■ GIVEN PASSAGE ■
# # #
The Student Room Group
Reply 1
Here's Falsification, I'll do some quick Verication in just a sec. This is taken from my text book Philosophy of Religion by Anne Jocker OCR edition, so I hope that meets your exam board. Luck!

The Falsification Principle

The Falsification Principle was first developed by Anthony Flew and is an argument for religious language being useless. He used John Wisdom's "Parable of the Gardener" as an example.

In this parable, two people walk around a long neglected garden. One argues everything he see's is evidence for a gardener coming and organising everything, the other uses the same evidence to prove that it is not a gardener at all, the garden is working of itself or even that there has been some one maliciously destroying the garden. The first person, who beleives in a gardener ignores the others arguments holding to his own, despite obvious contradictions.

His point in this example is; despite proof you may offer a religious believer, they will either twist it or ignore it. Flew argues that "to assert something is to deny something else", therefore, the existence of God must be based upon what we know, not what we beleive.

The Falsification Principle accepts a statement is verifiable if it is know what empiracle evidence could count against it or prove it wrong. For example, "Aliens live on Saturn" is a meaningful statment because we know how to verify it. Religious statements however have no exact way of being verified.

Criticisms of The Falsification Principle
R. M. Hare agreed that the Falsification principle could go some way to verifying cognitive statements (e.g. 2+2=4, "Greg is six foot tall") but it could no prove that religious statments were meaning less. Religious statements can't be called factual on the whole but they are not meaningless because they can effect our perception of the world. He gave the example of a Student at university who thought that the Don's were trying to kill him. He refused any evidence offered against this theory. It did not matter that the plot wasn't true, it effected his view of university and was therefore meaningful.

Basil Mitchell said that Flew had missed the point when he argued that beleivers will accept no evidence against their belief. Religious beleivers have a prior commitment to trust in God based on faith . For this reason they do not to let things undermine their faith. Beleivers instead have to look for evidence which will let them accept injustices in the world. God being all loving and allowing suffering for example.
Reply 2
Verification Principle

Verification Principle is nice and easy, it follows on from Work you may have done in Ethics concerning Ayer and Emotivism or Hare on Prescriptivism (not much between them to be honest).

Verification Principle was developed by Logical Positivists working a group called The Vienna Circle. They beleived that there were two types of meaningful statement, and anything else was meaningless.

Analytical statements (a priori) - "2+2=4"
- "The Queen is a female monarch"

These statements are true by definition, by thought alone, like a priori argument (think Ontological).

Synthetic Statements (a posteriori) - "Greg is 6ft tall."
- "Lucy has no friends."
These statements can be verified if we meet and measure Greg or if we interview and follow poor Lucy; they are true evidencially, be it by experience or evidence.

A.J. Ayer furthered the work of the logical positivists by stating that there were two sub categories of verfication namely "weak verification" and "weak verfication".

Strong verification - we can see it or feel it or experience it somehow. Like visiting Greg or Lucy.
# # #
■ RECORDS ■
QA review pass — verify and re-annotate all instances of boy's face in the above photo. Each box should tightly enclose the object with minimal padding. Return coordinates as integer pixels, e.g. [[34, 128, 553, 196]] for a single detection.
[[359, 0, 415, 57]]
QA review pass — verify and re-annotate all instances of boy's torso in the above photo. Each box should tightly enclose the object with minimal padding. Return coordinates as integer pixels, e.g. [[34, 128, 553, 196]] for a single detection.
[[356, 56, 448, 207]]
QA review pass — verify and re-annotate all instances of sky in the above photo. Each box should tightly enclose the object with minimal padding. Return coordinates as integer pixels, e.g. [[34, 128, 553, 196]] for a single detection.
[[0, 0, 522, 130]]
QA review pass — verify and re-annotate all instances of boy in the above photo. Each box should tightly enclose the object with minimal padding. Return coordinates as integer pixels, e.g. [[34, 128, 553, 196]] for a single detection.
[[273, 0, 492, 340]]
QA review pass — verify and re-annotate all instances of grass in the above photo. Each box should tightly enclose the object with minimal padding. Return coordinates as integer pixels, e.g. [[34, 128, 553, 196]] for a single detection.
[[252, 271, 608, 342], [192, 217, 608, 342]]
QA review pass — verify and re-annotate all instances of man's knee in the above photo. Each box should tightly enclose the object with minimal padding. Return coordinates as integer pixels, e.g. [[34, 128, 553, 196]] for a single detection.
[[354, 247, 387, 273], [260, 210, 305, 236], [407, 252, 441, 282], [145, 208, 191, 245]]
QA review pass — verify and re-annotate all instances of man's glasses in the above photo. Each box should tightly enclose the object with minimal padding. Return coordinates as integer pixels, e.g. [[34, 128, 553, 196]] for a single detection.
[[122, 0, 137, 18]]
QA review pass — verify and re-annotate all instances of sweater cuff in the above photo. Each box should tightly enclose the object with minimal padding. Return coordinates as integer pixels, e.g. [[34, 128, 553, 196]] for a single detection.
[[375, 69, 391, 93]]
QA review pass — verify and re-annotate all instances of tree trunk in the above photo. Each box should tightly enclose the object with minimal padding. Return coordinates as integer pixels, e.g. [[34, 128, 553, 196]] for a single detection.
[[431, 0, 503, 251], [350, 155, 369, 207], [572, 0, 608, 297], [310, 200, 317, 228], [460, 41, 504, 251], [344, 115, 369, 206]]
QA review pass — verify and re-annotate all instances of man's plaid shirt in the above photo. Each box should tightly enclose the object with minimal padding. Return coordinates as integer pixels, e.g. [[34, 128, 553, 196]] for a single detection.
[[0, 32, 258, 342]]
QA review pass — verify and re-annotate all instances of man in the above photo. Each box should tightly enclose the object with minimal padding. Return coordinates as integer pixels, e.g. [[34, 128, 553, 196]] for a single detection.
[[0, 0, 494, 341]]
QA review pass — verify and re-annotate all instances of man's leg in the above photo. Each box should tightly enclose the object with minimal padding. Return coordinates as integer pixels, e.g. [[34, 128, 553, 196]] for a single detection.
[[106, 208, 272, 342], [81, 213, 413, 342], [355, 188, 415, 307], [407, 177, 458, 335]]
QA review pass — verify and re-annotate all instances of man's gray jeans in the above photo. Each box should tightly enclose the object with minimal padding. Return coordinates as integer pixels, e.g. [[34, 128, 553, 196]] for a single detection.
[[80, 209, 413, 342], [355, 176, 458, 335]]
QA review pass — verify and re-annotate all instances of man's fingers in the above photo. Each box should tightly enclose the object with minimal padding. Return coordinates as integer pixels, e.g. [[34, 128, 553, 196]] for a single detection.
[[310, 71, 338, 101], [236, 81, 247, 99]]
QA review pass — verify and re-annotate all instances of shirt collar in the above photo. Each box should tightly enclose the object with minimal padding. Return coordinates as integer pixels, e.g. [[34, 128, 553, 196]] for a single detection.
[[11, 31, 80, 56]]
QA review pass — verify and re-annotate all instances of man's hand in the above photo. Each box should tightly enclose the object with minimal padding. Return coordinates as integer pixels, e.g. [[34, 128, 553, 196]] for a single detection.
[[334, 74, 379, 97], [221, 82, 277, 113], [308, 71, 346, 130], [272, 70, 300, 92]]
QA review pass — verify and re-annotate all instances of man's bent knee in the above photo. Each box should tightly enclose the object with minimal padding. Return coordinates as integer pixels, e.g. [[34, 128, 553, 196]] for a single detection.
# # #
■ PROBLEMS TO SOLVE ■
1. In the forum replies on the falsification and verification principles, which parable did Anthony Flew use as an example?
2. Say whether each statement agrees with the forum replies on the falsification and verification principles, and quote the words that decide it: (a) Logical Positivists in the Vienna Circle developed the Verification Principle. (b) Basil Mitchell agreed with Flew that believers accept no evidence against their belief. (c) R. M. Hare's example was a university student who thought the Dons were trying to kill him.

■ EXPECTED RESPONSES ■
1. John Wisdom's "Parable of the Gardener."

2.
(a) Yes: "Verification Principle was developed by Logical Positivists working a group called The Vienna Circle."
(b) No: "Basil Mitchell said that Flew had missed the point when he argued that beleivers will accept no evidence against their belief."
(c) Yes: "He gave the example of a Student at university who thought that the Don's were trying to kill him."